> Provided data:
-- start --
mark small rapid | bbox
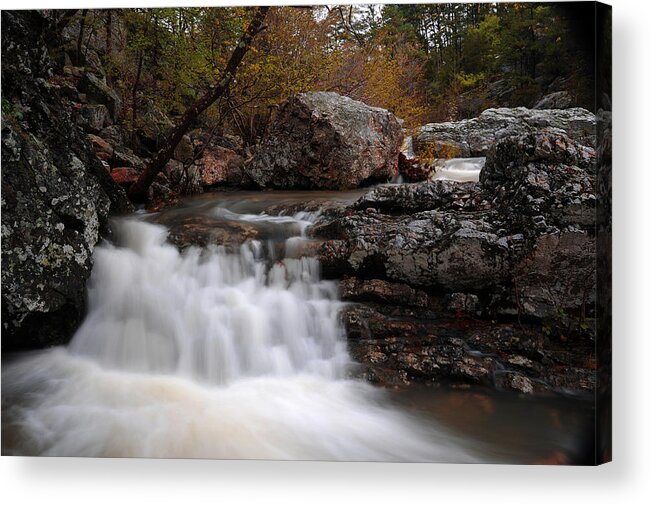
-- end --
-- start --
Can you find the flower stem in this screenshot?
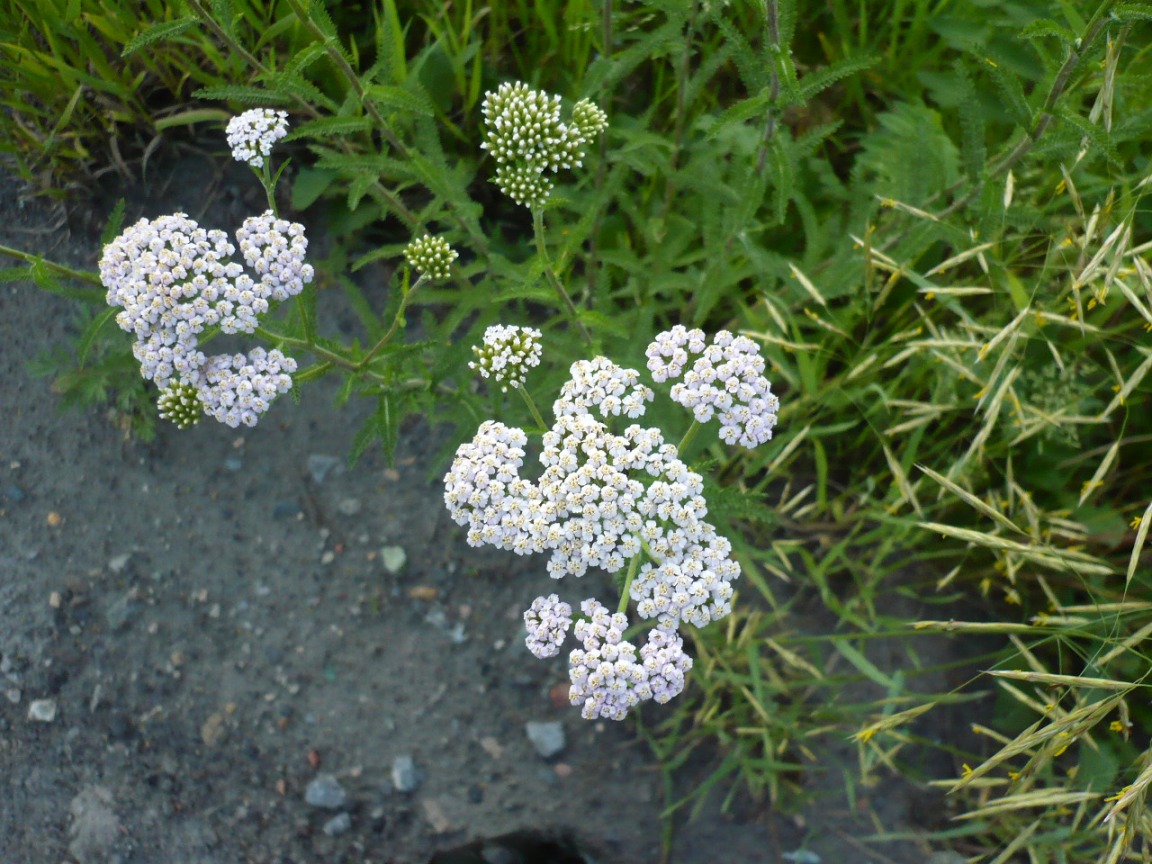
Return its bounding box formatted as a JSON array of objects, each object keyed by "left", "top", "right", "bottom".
-- end --
-- start --
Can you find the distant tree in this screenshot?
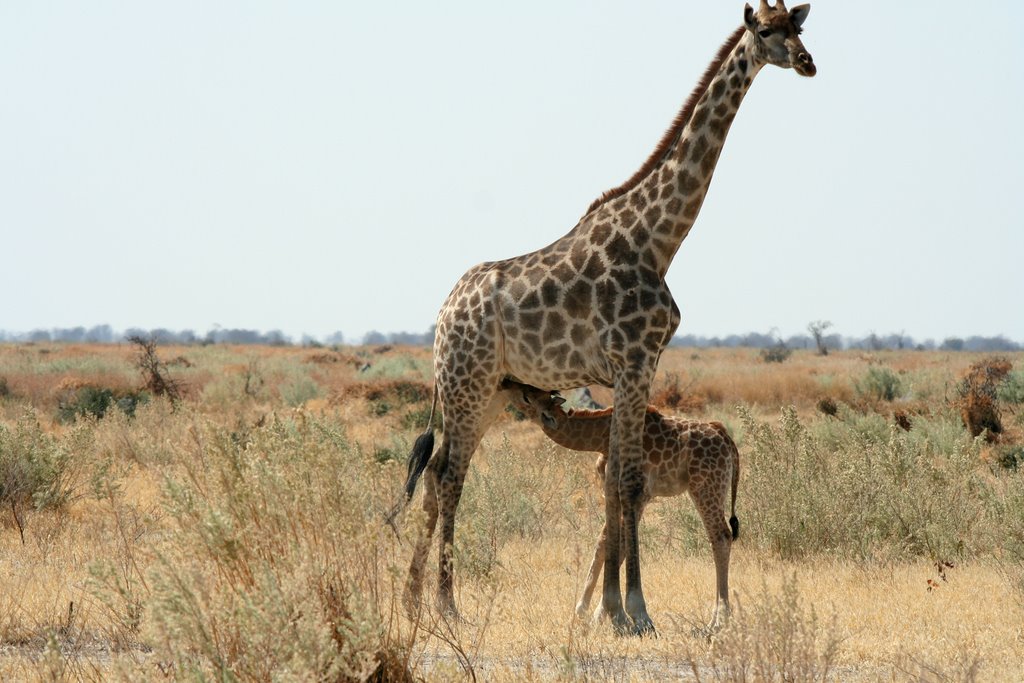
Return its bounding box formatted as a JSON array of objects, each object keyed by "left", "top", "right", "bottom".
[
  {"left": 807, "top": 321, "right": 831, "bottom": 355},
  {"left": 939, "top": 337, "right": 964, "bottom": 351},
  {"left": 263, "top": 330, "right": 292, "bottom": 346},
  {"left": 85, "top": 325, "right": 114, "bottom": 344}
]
-- end --
> Task objective:
Show each line of the items above that contains the string "right". Case counts.

> Result of the task:
Return its bounding box formatted as a JSON array of objects, each object keyed by "left", "top", "right", "bottom".
Return its bounding box formatted as a JSON array of objects, each object keyed by "left", "top", "right", "bottom".
  {"left": 807, "top": 321, "right": 831, "bottom": 355},
  {"left": 939, "top": 337, "right": 964, "bottom": 351},
  {"left": 263, "top": 330, "right": 292, "bottom": 346},
  {"left": 85, "top": 325, "right": 114, "bottom": 344}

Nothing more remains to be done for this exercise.